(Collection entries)
※

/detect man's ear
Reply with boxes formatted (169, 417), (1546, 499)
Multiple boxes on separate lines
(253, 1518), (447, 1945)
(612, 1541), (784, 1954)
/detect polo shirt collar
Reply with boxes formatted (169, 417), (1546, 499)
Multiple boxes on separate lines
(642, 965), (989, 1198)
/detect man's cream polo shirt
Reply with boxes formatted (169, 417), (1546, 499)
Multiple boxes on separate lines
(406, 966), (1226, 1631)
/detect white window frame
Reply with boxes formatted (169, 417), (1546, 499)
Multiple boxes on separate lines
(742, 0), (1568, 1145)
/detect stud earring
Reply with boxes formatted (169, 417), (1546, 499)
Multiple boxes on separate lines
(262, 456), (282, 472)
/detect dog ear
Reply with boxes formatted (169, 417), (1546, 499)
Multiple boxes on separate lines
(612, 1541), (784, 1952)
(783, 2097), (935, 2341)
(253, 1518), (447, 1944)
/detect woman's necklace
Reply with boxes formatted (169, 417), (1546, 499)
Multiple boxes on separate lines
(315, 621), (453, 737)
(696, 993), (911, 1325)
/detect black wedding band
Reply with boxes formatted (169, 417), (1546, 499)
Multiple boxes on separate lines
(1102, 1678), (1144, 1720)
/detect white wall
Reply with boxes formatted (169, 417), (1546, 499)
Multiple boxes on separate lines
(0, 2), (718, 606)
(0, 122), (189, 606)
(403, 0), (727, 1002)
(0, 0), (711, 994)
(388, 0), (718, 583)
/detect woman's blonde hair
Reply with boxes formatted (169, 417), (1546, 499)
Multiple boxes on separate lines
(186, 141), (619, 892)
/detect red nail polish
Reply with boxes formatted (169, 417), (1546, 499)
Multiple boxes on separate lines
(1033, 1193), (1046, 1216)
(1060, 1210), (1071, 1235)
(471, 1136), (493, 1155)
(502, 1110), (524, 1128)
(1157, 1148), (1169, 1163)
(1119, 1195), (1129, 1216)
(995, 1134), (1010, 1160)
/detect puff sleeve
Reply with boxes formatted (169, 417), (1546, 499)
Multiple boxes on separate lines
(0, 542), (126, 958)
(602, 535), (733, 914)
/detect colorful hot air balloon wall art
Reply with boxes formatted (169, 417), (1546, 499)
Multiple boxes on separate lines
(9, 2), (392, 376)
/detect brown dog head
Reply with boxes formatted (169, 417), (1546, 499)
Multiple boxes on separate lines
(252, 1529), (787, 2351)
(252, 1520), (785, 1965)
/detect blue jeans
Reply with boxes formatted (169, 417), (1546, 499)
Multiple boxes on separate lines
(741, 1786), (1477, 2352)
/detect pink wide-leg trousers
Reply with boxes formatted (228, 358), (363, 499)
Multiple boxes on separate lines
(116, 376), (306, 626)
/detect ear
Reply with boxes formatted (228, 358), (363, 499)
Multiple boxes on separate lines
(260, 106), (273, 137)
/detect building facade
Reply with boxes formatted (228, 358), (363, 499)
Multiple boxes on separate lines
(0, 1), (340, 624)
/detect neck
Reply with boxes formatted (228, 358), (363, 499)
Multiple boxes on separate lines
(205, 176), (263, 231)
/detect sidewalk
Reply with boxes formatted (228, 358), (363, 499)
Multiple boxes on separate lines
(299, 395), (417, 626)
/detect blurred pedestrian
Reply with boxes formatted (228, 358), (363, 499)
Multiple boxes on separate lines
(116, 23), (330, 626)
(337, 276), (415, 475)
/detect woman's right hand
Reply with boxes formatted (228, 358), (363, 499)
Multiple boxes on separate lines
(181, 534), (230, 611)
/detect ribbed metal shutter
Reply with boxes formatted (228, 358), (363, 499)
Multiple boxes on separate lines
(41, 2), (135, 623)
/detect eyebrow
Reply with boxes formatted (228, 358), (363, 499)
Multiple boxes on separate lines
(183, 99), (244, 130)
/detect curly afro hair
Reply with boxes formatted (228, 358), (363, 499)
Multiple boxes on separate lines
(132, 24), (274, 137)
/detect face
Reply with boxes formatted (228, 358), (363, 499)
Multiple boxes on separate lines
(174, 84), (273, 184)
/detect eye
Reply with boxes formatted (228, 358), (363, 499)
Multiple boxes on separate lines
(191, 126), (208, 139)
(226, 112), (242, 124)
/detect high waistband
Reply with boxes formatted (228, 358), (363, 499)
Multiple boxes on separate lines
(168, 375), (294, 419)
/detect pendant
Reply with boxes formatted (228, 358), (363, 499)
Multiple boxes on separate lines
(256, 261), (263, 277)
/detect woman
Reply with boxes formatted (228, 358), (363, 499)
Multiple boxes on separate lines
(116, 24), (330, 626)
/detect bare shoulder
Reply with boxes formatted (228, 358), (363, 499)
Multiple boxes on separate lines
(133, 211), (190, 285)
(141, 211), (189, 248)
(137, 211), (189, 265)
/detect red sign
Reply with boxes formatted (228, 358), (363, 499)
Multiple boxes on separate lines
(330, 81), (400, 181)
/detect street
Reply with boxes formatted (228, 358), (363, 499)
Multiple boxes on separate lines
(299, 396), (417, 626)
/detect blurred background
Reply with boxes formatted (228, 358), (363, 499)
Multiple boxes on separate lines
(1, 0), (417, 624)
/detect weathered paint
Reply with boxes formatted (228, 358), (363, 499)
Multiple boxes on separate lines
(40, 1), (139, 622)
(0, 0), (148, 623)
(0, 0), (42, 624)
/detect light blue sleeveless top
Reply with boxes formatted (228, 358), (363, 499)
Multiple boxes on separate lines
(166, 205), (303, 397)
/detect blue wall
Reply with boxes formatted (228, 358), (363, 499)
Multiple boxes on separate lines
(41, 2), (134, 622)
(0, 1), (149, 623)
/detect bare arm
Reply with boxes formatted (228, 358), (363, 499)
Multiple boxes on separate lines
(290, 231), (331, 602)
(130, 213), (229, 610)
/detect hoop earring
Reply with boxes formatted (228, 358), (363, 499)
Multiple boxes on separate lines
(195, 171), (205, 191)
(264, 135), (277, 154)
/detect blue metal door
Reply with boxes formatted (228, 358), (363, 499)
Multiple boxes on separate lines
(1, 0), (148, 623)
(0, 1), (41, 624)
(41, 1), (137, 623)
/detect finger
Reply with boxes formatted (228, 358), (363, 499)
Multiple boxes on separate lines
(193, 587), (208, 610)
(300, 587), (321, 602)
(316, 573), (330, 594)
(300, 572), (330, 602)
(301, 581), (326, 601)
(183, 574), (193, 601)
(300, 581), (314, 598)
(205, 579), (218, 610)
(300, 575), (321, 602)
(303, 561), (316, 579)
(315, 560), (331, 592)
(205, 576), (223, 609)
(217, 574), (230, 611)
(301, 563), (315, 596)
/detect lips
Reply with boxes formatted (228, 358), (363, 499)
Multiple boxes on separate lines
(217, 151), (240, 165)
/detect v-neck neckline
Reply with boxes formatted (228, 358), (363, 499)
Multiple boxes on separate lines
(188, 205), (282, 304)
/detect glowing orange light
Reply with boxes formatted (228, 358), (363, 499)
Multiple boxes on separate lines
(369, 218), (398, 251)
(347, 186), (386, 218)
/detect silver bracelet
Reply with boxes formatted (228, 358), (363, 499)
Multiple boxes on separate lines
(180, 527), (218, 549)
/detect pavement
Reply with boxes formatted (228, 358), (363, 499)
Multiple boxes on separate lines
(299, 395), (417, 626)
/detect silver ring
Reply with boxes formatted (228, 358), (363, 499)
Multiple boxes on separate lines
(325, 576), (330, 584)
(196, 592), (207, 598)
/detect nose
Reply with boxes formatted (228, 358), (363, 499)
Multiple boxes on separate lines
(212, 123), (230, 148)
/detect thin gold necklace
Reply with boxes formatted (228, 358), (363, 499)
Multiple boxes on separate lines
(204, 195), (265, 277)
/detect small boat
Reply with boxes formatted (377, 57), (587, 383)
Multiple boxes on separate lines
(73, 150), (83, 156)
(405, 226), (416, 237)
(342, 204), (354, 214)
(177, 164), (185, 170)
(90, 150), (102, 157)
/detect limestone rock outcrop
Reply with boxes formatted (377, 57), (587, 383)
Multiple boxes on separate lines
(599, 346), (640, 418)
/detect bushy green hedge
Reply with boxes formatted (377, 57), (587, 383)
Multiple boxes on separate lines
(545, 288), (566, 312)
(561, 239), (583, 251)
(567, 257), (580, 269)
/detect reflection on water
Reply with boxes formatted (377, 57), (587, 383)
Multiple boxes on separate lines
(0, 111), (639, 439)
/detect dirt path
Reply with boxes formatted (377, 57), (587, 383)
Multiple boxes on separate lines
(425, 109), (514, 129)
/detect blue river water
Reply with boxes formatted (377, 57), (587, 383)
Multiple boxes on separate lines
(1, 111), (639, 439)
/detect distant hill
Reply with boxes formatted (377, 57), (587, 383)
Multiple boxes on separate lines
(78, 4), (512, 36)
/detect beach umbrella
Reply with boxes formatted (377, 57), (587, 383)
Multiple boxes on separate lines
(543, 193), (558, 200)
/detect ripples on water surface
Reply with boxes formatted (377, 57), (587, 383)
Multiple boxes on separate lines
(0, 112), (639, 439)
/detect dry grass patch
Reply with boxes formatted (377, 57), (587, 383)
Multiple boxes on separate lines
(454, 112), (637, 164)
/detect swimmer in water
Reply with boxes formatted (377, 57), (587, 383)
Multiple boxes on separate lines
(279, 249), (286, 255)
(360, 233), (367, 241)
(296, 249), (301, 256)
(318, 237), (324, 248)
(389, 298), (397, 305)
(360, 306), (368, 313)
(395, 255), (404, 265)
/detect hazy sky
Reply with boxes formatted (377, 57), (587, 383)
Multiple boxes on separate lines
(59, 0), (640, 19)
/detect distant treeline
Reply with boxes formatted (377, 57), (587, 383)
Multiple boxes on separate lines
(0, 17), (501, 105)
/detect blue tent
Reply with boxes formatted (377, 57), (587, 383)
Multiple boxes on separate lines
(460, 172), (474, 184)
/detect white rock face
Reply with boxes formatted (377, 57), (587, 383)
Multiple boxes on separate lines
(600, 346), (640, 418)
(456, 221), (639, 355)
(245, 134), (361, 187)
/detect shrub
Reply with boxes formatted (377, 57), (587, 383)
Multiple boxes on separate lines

※

→ Try it:
Would you copy every line of the entries in which "water" appears?

→ Finished task:
/detect reflection on water
/detect blue river water
/detect ripples on water surface
/detect swimmer in water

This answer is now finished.